→ DATA TO USE
--- START ---
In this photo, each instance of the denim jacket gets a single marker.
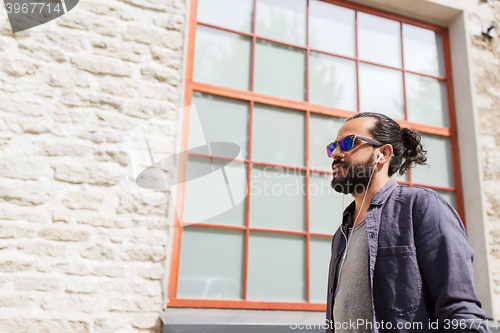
(420, 264)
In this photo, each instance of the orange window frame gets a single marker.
(308, 108)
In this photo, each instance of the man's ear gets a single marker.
(386, 151)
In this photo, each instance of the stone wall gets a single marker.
(82, 248)
(485, 59)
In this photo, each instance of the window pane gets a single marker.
(332, 28)
(283, 20)
(448, 196)
(222, 120)
(332, 82)
(278, 135)
(322, 130)
(423, 50)
(277, 198)
(207, 268)
(397, 177)
(325, 205)
(319, 261)
(440, 169)
(381, 90)
(379, 40)
(209, 198)
(232, 14)
(276, 267)
(427, 100)
(222, 58)
(279, 70)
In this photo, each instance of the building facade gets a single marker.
(89, 246)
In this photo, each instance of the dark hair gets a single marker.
(407, 149)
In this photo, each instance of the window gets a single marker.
(278, 78)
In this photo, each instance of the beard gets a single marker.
(354, 179)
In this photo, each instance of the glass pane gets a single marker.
(222, 120)
(222, 58)
(322, 130)
(423, 50)
(427, 100)
(381, 90)
(332, 82)
(448, 196)
(231, 14)
(325, 204)
(379, 40)
(211, 263)
(276, 267)
(332, 28)
(277, 198)
(282, 20)
(215, 192)
(279, 70)
(439, 157)
(319, 261)
(278, 135)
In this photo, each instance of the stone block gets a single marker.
(151, 36)
(161, 74)
(143, 253)
(44, 249)
(120, 87)
(109, 271)
(42, 52)
(116, 155)
(67, 77)
(12, 266)
(101, 66)
(22, 167)
(119, 50)
(98, 252)
(167, 57)
(113, 120)
(24, 193)
(108, 9)
(71, 173)
(70, 268)
(65, 149)
(146, 109)
(169, 21)
(13, 302)
(64, 235)
(89, 22)
(143, 202)
(37, 284)
(17, 66)
(83, 200)
(102, 222)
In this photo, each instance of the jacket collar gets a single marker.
(378, 199)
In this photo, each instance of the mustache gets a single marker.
(336, 162)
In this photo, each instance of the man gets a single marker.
(400, 260)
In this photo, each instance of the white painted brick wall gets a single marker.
(82, 248)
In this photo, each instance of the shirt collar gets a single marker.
(378, 199)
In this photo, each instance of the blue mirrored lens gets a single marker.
(346, 143)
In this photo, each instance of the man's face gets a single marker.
(352, 169)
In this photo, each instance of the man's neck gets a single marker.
(378, 181)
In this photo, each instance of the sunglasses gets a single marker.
(347, 143)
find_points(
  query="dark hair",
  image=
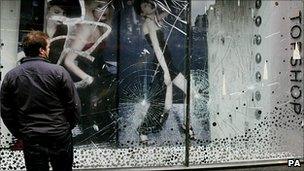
--- END ---
Please repeat each record above precisely, with the pictures left out.

→ RESPONSE TO THIS TASK
In this photo, each instance of the denim jacket gets a single marker.
(420, 264)
In this photo, each instance of the orange window frame gets a single marker.
(308, 108)
In this photo, each instance of the man's ear gets a single marker.
(386, 151)
In this photo, each instance of the stone wall gets a single marker.
(82, 248)
(485, 59)
In this photo, each instance of the window pane gets a single marker.
(332, 28)
(283, 20)
(448, 196)
(222, 120)
(332, 82)
(278, 135)
(322, 130)
(423, 50)
(277, 198)
(207, 268)
(397, 177)
(325, 205)
(319, 261)
(440, 169)
(381, 90)
(379, 40)
(209, 198)
(232, 14)
(276, 267)
(427, 100)
(222, 58)
(279, 70)
In this photo, each instance of the building facade gets a single marker.
(89, 246)
In this photo, each instance of the dark hair gets a single marker.
(407, 149)
In this photo, each instance of the window gets a single marker.
(278, 78)
In this photo, each instance of the beard gets a single marker.
(354, 179)
In this photo, each instance of the glass pane gets a single marker.
(222, 120)
(222, 58)
(322, 130)
(423, 50)
(427, 100)
(381, 90)
(332, 82)
(448, 196)
(231, 14)
(325, 204)
(379, 40)
(211, 263)
(276, 267)
(332, 28)
(277, 198)
(282, 20)
(215, 192)
(279, 70)
(439, 157)
(319, 261)
(278, 135)
In this photo, each instance of the stone block gets a single marker.
(151, 36)
(161, 74)
(143, 253)
(44, 249)
(120, 87)
(109, 271)
(42, 52)
(116, 155)
(67, 77)
(12, 266)
(101, 66)
(22, 167)
(119, 50)
(98, 252)
(167, 57)
(113, 120)
(24, 193)
(108, 9)
(71, 173)
(70, 268)
(65, 149)
(146, 109)
(169, 21)
(13, 302)
(64, 235)
(89, 22)
(143, 202)
(37, 284)
(17, 66)
(83, 200)
(102, 222)
In this photo, each instance of the jacket collar gets a single marker.
(378, 199)
In this photo, each instance of the mustache gets a single marker.
(336, 162)
In this photo, each instance of the man gets a single marker.
(400, 260)
In this photo, each instance of the white painted brick wall gets a single marker.
(82, 248)
In this photo, each instance of the shirt collar gets a single marker.
(378, 199)
In this photo, each instance of the blue mirrored lens gets a single marker.
(346, 143)
In this photo, each instance of the man's face gets a single marker.
(352, 169)
In this photo, each instance of the man's neck gets a single marker.
(378, 181)
In this photo, each instance of the sunglasses gets a single marker.
(347, 143)
find_points(
  query="dark hair",
  image=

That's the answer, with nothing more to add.